• **Document segment**
14.15 Christine Peterson - Preparing for Bizarness - Open Source Physical Security
“Stick around, prepare for risks.
Last year addressed IT risk, this year addressing physical risk: chemical, nuclear, bio, nano.
It is a very scary world ahead. The best strategy is to think that AGI will come on both the side of defence, and offence.
The strategies that do not work are the top down near term ones of DoD, and DHS.
The challenge is balancing security, privacy, freedom, and it is not going well. Example is airline security.
Can we take the principles of Open Source as practiced in software out in the physical world?

14.30 James Hughes - Waiting for the Great Leap… Forward?
“I see greater than human intelligence around me every day, as a sociologist, since organizations are meta-human, and they make decisions, and they act every day.
AGI will be radically alien.
Friendly AI should be attempted, but also Humans should be Friendly, and maybe that is also going to be a consequence of our attempt.
Morals are editable.
We have an ability to determine outcomes, and have to recognize our Millennialist cognitive biases in both the good and the bad direction.
Emergent artificial life forms living in our information systems might not reach human level intelligence, or more, maybe stop at the level of cockroaches, but… cockroaches are very, very annoying!
The Storm worm has implemented automated defensive mechanisms that have been called frightening by experts.
From a policy point of view, in cybersecurity, international, national, and local regulations are all necessary.
We need to talk to the people designing future versions of the Vassenar agreements to agree what to future threats are.
Detection and control AI threats will require machine help.

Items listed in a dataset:
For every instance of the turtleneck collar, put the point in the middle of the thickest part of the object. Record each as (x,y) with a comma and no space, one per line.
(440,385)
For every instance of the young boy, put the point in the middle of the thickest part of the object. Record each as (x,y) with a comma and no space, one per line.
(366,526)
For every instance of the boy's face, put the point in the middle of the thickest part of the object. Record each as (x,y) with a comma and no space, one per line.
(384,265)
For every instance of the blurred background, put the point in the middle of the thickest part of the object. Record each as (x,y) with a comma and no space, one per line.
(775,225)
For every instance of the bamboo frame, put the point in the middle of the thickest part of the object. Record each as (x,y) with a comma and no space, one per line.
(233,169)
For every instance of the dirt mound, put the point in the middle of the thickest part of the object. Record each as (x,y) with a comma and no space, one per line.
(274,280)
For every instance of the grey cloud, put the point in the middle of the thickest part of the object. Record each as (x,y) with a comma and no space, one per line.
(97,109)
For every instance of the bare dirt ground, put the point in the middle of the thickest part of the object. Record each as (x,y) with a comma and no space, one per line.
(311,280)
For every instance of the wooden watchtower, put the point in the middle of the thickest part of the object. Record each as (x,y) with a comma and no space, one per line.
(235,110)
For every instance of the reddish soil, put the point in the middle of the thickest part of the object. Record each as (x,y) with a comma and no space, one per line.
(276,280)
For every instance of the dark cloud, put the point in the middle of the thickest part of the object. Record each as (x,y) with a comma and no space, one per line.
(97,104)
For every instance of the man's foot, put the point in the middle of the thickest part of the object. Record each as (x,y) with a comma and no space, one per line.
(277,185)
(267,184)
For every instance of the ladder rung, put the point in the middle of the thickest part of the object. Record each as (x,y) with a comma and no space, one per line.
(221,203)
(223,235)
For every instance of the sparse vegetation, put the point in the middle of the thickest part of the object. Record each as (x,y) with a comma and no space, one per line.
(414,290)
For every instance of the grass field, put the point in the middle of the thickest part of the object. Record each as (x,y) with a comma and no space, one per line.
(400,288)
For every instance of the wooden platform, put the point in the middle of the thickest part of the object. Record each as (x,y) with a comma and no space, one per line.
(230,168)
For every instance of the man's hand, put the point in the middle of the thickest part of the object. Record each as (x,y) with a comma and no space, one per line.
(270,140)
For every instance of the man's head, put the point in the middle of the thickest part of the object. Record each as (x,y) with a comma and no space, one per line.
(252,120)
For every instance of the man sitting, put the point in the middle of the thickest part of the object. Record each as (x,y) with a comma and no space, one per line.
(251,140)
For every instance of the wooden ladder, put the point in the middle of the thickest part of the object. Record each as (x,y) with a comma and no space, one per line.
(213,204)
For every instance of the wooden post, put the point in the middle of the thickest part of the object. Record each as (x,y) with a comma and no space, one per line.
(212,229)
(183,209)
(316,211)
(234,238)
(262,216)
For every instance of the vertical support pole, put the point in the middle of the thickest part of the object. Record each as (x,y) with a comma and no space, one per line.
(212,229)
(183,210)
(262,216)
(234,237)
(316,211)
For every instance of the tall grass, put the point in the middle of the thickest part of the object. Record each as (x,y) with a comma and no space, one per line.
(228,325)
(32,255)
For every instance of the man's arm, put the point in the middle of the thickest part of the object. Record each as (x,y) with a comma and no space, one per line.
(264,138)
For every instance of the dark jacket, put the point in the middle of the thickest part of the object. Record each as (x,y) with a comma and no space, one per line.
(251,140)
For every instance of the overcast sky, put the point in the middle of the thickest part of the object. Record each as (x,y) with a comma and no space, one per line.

• **Direction**
Reproduce a passage from the conference notes word for word, starting at the words "The strategies that" and ending after "of our attempt.".

• **Result**
The strategies that do not work are the top down near term ones of DoD, and DHS.
The challenge is balancing security, privacy, freedom, and it is not going well. Example is airline security.
Can we take the principles of Open Source as practiced in software out in the physical world?

14.30 James Hughes - Waiting for the Great Leap… Forward?
“I see greater than human intelligence around me every day, as a sociologist, since organizations are meta-human, and they make decisions, and they act every day.
AGI will be radically alien.
Friendly AI should be attempted, but also Humans should be Friendly, and maybe that is also going to be a consequence of our attempt.